■ Supplied text:
■ ■ ■ ■ ■
In the Evidence-Based Management framework, we measure opportunities in terms of a concept we call Unrealized Value, which can be thought of as the benefit that would be realized if we could satisfy all of the currently unsatisfied outcomes of our customers.

Satisfaction Gaps create Unrealized Value

The key concept behind the idea of unrealized value is that there is some satisfaction gap between what customers (current or potential) experience today, and what they would like to experience.  To represent an idealized customer, we might use something like a persona, as shown in Figure 1.

Figure 1: Opportunities are created by customer satisfaction gaps

A product may be used by many different kinds of people, each of which would be represented by a different persona, and each of which may have different satisfaction gaps. The total Unrealized Value for a product would be the aggregation of all satisfaction gaps for all the different kinds of people who use (or could use) the product.

While it is possible to think of the Unrealized Value for an entire organization, it’s better to break it down into specific products and personas to better identify what things you might need to change to reduce a specific satisfaction gap.

Focusing on customers is better than focusing on shareholders

Many organizations state their goals in terms of improving shareholder returns, because shareholders have the greatest stake in improving the organization’s performance. While shareholders are important, I think it’s better to focus on improving customer experiences because improving customer experiences is ultimately the source of all value created by an organization.

While shareholder returns can be improved in the short run by reducing costs or through purely financial actions like stock repurchases, organizations cannot create value unless they improve the outcomes experienced by their customers. For this reason I don’t think goals like Improving Profitability is a very good one, because it doesn’t focus on improving customer outcomes.

Focusing on customers is better than focusing on employees or other internal stakeholders

Happy employees are usually essential to sustaining the value delivered by an organization to its customers, so why not include employee satisfaction gaps in Unrealized Value? While I think having happy employees is essential, I don’t think employee happiness should be placed above customer happiness. I have worked for at least one organization who had happy employees and investors but unhappy customers, and ultimately they did not succeed because those customers eventually took their business elsewhere.
■ ■ ■ ■ ■
■ Data extract:

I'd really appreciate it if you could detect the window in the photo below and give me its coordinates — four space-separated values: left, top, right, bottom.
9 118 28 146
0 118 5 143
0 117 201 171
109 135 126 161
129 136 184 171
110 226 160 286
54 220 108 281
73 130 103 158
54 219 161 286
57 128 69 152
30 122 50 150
■ ■ ■ ■ ■
■ Requests:
1 - Decide whether each statement below agrees with the text on Unrealized Value. Answer yes or no, and quote the deciding words of the text.
(a) A product's total Unrealized Value combines the satisfaction gaps of everyone who uses or could use that product.
(b) The text recommends Improving Profitability as a good goal.
(c) The text holds that employee happiness should rank above customer happiness.
2 - In the text on Unrealized Value, what might be used to represent an idealized customer?
3 - From the text on Unrealized Value, extract the passage from "A product may" to "specific satisfaction gap.", word for word.

■ Results of the tasks:
1 -
(a) Yes: "The total Unrealized Value for a product would be the aggregation of all satisfaction gaps for all the different kinds of people who use (or could use) the product."
(b) No: "I don’t think goals like Improving Profitability is a very good one"
(c) No: "I don’t think employee happiness should be placed above customer happiness"

2 - A persona.

3 -
A product may be used by many different kinds of people, each of which would be represented by a different persona, and each of which may have different satisfaction gaps. The total Unrealized Value for a product would be the aggregation of all satisfaction gaps for all the different kinds of people who use (or could use) the product.

While it is possible to think of the Unrealized Value for an entire organization, it’s better to break it down into specific products and personas to better identify what things you might need to change to reduce a specific satisfaction gap.